Top of Reading passage

In the digital age content has exploded. As Barbra Streisand found out when she deleted footage of her home online – prompting them to reappear and go viral – it is easy to hide something on the Internet just by placing it and leaving it be, rather than attempting to remove it.
The principal works in the reverse of course. Millions upon millions of videos are stuck in cyberspace: on YouTube, on Vimeo, on Tudou, Rutube, Veoh etc. And in large they aren’t being watched. This applies to individuals, but it also applies to brands as well. For example, Withers LLP, a leading law firm, has just 157 views on its advertisement video. The official Volvo commercial video for their S60 car has fewer than 10,000 views. Santander’s advertisement video for its 123 account has fewer than 40,000. This might be huge to a small group of friends posting something nondescript. But for such large companies, it is poor. This failure of brands to connect to viewers is widespread.
So how do brands get around this, and promote their videos in order to generate revenue? There are several ways, of varying effectiveness, that will be discussed below.

Bottom of Reading passage

[Required action 1]:
Answer these questions from the passage on online video and brands:
(a) What footage did Barbra Streisand delete online?
(b) How many views does the Withers LLP advertisement video have?
(c) Which Santander account does its advertisement video promote?
[Required action 2]:
Write the next part of the passage on online video and brands, picking up after its final sentence.
The listing is not required for any of the tasks.

Top of Given information

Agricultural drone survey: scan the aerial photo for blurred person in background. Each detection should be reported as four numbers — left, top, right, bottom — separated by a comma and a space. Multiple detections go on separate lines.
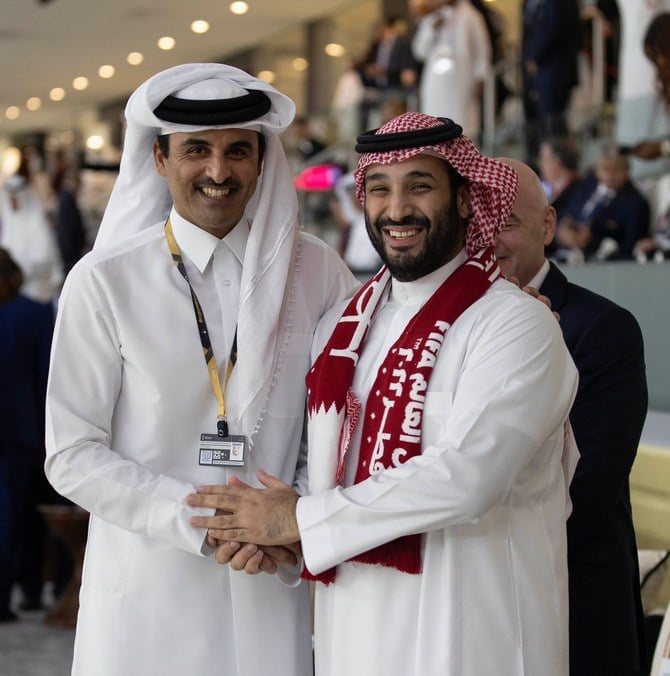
55, 167, 87, 275
0, 248, 54, 622
521, 0, 581, 168
495, 158, 648, 676
0, 152, 63, 303
556, 143, 650, 261
412, 0, 491, 139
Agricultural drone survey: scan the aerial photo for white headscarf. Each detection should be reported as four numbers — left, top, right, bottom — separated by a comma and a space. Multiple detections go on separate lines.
96, 63, 299, 440
95, 63, 295, 247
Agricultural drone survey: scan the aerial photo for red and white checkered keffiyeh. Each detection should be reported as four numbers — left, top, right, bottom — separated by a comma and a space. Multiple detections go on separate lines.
354, 113, 519, 256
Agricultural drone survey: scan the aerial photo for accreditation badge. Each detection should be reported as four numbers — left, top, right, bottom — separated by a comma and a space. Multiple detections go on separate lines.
198, 434, 247, 467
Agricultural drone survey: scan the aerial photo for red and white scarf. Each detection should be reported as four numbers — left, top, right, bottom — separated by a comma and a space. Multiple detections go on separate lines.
303, 247, 500, 584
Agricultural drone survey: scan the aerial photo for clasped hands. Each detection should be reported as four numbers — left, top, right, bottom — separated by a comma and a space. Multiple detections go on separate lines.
186, 470, 301, 575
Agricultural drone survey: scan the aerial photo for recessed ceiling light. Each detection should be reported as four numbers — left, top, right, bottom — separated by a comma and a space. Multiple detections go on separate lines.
191, 19, 209, 33
157, 35, 177, 51
126, 52, 144, 66
258, 70, 277, 84
230, 2, 249, 14
86, 134, 105, 150
98, 64, 116, 80
323, 42, 345, 56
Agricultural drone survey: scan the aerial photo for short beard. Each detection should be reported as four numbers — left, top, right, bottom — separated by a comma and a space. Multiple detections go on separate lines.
365, 200, 464, 282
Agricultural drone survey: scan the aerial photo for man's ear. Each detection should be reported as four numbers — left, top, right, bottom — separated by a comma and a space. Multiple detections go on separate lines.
154, 141, 166, 176
542, 206, 556, 246
456, 185, 472, 219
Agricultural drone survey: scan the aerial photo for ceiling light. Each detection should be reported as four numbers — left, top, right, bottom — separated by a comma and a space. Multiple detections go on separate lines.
323, 42, 345, 56
86, 134, 105, 150
258, 70, 277, 84
72, 75, 88, 92
126, 52, 144, 66
230, 2, 249, 14
98, 64, 116, 80
0, 146, 21, 176
191, 19, 209, 33
157, 36, 177, 51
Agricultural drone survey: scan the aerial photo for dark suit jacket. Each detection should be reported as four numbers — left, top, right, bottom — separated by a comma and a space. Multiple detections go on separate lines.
521, 0, 581, 115
565, 174, 650, 260
540, 263, 647, 676
0, 296, 53, 449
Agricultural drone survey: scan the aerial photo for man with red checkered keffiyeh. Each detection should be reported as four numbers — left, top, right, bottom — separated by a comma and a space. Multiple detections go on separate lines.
194, 113, 577, 676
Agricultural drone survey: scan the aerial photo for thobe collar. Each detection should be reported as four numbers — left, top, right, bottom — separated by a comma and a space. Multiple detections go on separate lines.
170, 207, 249, 273
526, 258, 549, 289
391, 249, 468, 303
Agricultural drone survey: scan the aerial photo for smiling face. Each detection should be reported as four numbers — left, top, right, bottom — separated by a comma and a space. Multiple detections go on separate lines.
154, 129, 261, 238
365, 155, 469, 282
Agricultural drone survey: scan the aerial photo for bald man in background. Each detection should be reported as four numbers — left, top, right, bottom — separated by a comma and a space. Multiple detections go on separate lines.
495, 159, 647, 676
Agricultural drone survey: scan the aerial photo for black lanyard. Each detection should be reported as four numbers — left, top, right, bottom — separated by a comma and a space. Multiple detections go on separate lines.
165, 219, 237, 437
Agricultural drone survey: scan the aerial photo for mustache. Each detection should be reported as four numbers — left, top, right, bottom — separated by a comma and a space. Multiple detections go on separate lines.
375, 216, 430, 228
198, 178, 240, 189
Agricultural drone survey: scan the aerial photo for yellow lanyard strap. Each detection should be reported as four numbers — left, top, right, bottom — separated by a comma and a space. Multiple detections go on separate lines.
165, 219, 237, 437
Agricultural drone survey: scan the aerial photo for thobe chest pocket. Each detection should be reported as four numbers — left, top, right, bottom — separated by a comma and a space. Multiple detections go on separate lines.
268, 333, 312, 418
421, 390, 454, 445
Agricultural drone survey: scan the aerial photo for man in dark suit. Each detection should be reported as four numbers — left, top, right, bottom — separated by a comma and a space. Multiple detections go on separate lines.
556, 144, 650, 260
0, 248, 53, 622
496, 160, 647, 676
521, 0, 581, 164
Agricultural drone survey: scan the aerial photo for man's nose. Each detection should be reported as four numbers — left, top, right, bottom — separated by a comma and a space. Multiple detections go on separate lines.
386, 191, 413, 222
206, 153, 231, 183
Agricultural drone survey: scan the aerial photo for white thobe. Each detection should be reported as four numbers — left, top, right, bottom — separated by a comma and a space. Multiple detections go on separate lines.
412, 0, 491, 139
46, 207, 360, 676
297, 254, 577, 676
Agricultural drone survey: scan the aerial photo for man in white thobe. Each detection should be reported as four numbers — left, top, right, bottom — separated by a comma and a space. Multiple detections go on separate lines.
189, 113, 578, 676
46, 64, 357, 676
412, 0, 491, 139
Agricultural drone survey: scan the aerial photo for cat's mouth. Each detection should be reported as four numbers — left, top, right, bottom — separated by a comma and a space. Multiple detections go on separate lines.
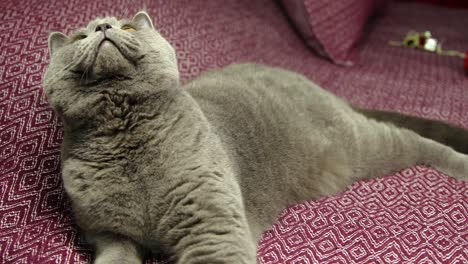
73, 36, 143, 82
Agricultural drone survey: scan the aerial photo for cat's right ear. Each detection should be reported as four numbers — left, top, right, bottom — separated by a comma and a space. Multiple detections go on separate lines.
49, 32, 68, 57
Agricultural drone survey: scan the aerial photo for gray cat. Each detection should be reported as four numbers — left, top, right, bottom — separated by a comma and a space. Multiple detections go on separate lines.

Bottom of Given information

[Response area 1]:
(a) Footage of her home.
(b) 157 views.
(c) Its 123 account.

[Response area 2]:
Make it Interesting
The most obvious way to get people to watch content is to make the content interesting to watch. In the free market place of the Internet, with an audience which is still of a younger demographic than the general population, this means that something has to be better than everything else. There are always mediocre videos which somehow come into the limelight, however the truly exceptional videos always come out on top. But what makes them so interesting?
Humor usually works effectively. This is because people tend to remember things which make them laugh. Comedy is a societal phenomenon making such videos so prevalent: people want to share what makes them smile.
Humor can work for some brands (such as Virool’s advertisement, or the John West Salmon commercial). But it isn’t universal – an ad outlining compensation for victims of car collisions could never be funny.
The problem is that humor isn’t as easy to manufacture as it often seems. Brands may have immense difficulty making something themselves, and the use of an old-fashioned PR agency for such a purpose could be ruinously expensive.
People like to be wowed. An advertisement spreads if it can make people think it is impressive, slick, ‘cool’. This is easier for some brands than others. An Aston Martin isn’t hard to make cool in a video, but a non-stick skillet product probably will be.
So once again universality is not present. And if a brand can’t make something slick itself, it may have to go to a conventional PR agency, like those seeking a humorous video. As before, this is still expensive.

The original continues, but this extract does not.